## [What is expected]
Rewrite each of the entries that follow, swapping "JSON array" for "JSON list" wherever it occurs and leaving everything else untouched.

-- Information provided start --

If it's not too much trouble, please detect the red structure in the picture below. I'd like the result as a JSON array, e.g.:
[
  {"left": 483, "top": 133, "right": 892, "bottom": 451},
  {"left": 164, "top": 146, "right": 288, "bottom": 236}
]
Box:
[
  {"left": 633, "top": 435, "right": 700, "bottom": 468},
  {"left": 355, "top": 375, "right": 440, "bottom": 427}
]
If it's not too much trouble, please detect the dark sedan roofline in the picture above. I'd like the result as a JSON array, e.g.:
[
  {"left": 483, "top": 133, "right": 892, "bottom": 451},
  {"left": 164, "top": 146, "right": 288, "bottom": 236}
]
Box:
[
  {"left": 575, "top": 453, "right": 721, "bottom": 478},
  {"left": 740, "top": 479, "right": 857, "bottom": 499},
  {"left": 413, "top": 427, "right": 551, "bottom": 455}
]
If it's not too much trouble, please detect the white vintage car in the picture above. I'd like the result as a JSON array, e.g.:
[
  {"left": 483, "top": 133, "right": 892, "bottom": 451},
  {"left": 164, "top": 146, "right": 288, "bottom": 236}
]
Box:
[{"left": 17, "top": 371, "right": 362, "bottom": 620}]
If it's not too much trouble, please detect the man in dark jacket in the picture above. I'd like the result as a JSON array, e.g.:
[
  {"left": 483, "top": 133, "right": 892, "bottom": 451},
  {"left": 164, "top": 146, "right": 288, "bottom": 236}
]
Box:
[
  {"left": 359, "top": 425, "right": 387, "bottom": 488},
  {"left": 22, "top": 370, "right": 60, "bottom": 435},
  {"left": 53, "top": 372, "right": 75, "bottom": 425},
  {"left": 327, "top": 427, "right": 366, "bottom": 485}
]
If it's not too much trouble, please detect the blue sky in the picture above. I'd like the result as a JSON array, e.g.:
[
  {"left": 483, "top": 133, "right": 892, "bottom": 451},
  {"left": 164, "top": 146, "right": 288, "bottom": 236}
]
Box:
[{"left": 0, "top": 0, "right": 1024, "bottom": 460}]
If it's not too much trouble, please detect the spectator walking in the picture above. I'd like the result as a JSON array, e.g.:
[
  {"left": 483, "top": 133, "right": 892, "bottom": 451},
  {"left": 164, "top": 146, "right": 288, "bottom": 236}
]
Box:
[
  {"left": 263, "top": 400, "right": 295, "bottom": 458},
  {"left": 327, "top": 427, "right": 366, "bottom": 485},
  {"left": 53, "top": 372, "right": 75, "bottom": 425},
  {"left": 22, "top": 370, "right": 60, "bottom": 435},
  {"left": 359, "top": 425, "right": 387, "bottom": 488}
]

-- Information provided end --

## [Result for this task]
If it's not too much trouble, please detect the red structure in the picture below. I'd like the result as a JSON list, e.g.:
[
  {"left": 483, "top": 133, "right": 892, "bottom": 451},
  {"left": 164, "top": 146, "right": 288, "bottom": 236}
]
Box:
[
  {"left": 633, "top": 435, "right": 700, "bottom": 468},
  {"left": 355, "top": 375, "right": 440, "bottom": 427}
]
If it's not too much trouble, please detect the dark sedan roofline in the picture above. I'd like the result as a JSON list, e.g.:
[
  {"left": 483, "top": 133, "right": 892, "bottom": 451},
  {"left": 164, "top": 146, "right": 288, "bottom": 236}
]
Box:
[
  {"left": 575, "top": 453, "right": 721, "bottom": 478},
  {"left": 740, "top": 479, "right": 857, "bottom": 499},
  {"left": 413, "top": 427, "right": 551, "bottom": 455}
]
If it's not too much trouble, please detect the white vintage car in the picture above. I'd like the result as a JSON list, e.g.:
[
  {"left": 483, "top": 133, "right": 892, "bottom": 451},
  {"left": 164, "top": 146, "right": 288, "bottom": 236}
]
Box:
[{"left": 17, "top": 371, "right": 362, "bottom": 620}]
If it's not too much trouble, please detect the man in dark jacket in the picture above. I'd like the result as a JSON list, e.g.:
[
  {"left": 483, "top": 133, "right": 892, "bottom": 451},
  {"left": 164, "top": 146, "right": 288, "bottom": 236}
]
Box:
[
  {"left": 359, "top": 425, "right": 387, "bottom": 488},
  {"left": 22, "top": 370, "right": 60, "bottom": 435},
  {"left": 53, "top": 372, "right": 75, "bottom": 425},
  {"left": 327, "top": 427, "right": 366, "bottom": 485}
]
If it's not too much trouble, please detect the blue sky in the picture above. I'd like the result as a JSON list, e.g.:
[
  {"left": 483, "top": 133, "right": 892, "bottom": 451},
  {"left": 164, "top": 146, "right": 288, "bottom": 236}
]
Box:
[{"left": 0, "top": 0, "right": 1024, "bottom": 460}]
If it's not too much trouble, please detect the spectator walking in the picture above. I'd like the result as a JSON list, e.g.:
[
  {"left": 483, "top": 133, "right": 892, "bottom": 451},
  {"left": 164, "top": 146, "right": 288, "bottom": 236}
]
Box:
[
  {"left": 263, "top": 400, "right": 295, "bottom": 458},
  {"left": 327, "top": 427, "right": 366, "bottom": 485},
  {"left": 53, "top": 372, "right": 75, "bottom": 425},
  {"left": 22, "top": 370, "right": 60, "bottom": 435},
  {"left": 359, "top": 425, "right": 387, "bottom": 488}
]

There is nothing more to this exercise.